**Exercise:**
Rewrite the stretch from the line containing "TARGET = roof chimney" through the end of the data, with "cypress tree" changed to "palm tree" and everything else kept as it is.

Point placement data
--

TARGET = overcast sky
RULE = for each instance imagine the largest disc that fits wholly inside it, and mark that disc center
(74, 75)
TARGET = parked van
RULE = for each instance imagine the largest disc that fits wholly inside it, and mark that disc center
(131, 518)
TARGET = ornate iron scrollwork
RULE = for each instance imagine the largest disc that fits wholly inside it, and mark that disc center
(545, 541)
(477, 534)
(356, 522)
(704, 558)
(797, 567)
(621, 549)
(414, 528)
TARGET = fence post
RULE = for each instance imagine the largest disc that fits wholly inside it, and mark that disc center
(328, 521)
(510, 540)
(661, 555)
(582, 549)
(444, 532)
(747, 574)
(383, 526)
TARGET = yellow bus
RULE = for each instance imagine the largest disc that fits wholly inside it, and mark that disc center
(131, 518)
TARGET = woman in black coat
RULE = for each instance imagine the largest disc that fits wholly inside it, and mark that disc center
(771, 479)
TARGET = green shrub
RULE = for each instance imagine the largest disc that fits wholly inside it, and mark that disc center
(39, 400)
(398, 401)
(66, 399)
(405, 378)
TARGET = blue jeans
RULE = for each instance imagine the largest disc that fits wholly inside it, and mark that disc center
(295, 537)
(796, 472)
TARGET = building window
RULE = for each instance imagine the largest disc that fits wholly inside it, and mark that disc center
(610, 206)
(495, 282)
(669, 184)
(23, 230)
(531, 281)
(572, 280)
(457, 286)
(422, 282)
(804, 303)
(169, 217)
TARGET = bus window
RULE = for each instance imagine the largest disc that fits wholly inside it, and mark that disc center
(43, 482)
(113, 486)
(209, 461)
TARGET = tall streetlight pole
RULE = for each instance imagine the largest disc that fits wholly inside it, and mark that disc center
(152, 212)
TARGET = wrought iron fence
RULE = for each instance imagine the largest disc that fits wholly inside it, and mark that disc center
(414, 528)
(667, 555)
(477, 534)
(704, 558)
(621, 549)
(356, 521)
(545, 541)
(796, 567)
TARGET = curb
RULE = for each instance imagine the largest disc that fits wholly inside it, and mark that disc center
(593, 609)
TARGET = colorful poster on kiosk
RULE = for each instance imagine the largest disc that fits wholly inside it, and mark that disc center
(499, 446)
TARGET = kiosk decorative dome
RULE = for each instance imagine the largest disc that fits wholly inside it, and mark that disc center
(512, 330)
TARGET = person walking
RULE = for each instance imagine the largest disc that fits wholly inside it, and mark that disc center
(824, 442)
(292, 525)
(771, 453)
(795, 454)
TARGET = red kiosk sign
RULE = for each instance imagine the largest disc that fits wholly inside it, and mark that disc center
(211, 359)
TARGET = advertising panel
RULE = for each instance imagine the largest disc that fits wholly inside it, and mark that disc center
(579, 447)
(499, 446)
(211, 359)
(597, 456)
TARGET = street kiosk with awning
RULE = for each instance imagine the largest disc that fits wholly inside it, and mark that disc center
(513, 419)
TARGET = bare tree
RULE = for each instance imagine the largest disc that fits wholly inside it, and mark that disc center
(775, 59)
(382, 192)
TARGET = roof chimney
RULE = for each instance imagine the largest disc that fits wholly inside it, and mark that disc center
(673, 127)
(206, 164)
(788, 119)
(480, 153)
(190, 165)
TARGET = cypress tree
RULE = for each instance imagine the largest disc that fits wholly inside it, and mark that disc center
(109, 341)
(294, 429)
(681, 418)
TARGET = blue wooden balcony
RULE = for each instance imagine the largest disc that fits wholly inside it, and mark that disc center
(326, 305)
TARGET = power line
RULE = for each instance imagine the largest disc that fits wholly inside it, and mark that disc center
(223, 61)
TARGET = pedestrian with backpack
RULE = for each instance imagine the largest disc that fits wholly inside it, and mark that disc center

--

**Answer to the task:**
TARGET = roof chimney
RULE = for each instance imagine the largest disc that fits wholly inside it, and mark that disc center
(673, 127)
(206, 164)
(788, 119)
(480, 153)
(190, 165)
TARGET = palm tree
RULE = for each instance imagine the largest disc that fits wholly inside it, and mark that disc center
(109, 341)
(294, 429)
(681, 418)
TARGET = blue wooden balcony
RULE = for each instance imagine the largest disc that fits wholly inside it, and mark that disc center
(326, 305)
TARGET = power line
RULE = for each instance imagine the largest disc that fits wholly inside it, and mark that disc center
(223, 61)
TARGET = pedestrian with backpack
RULE = for each instance imagine the largest disc that fits wholly inside it, and mark that disc center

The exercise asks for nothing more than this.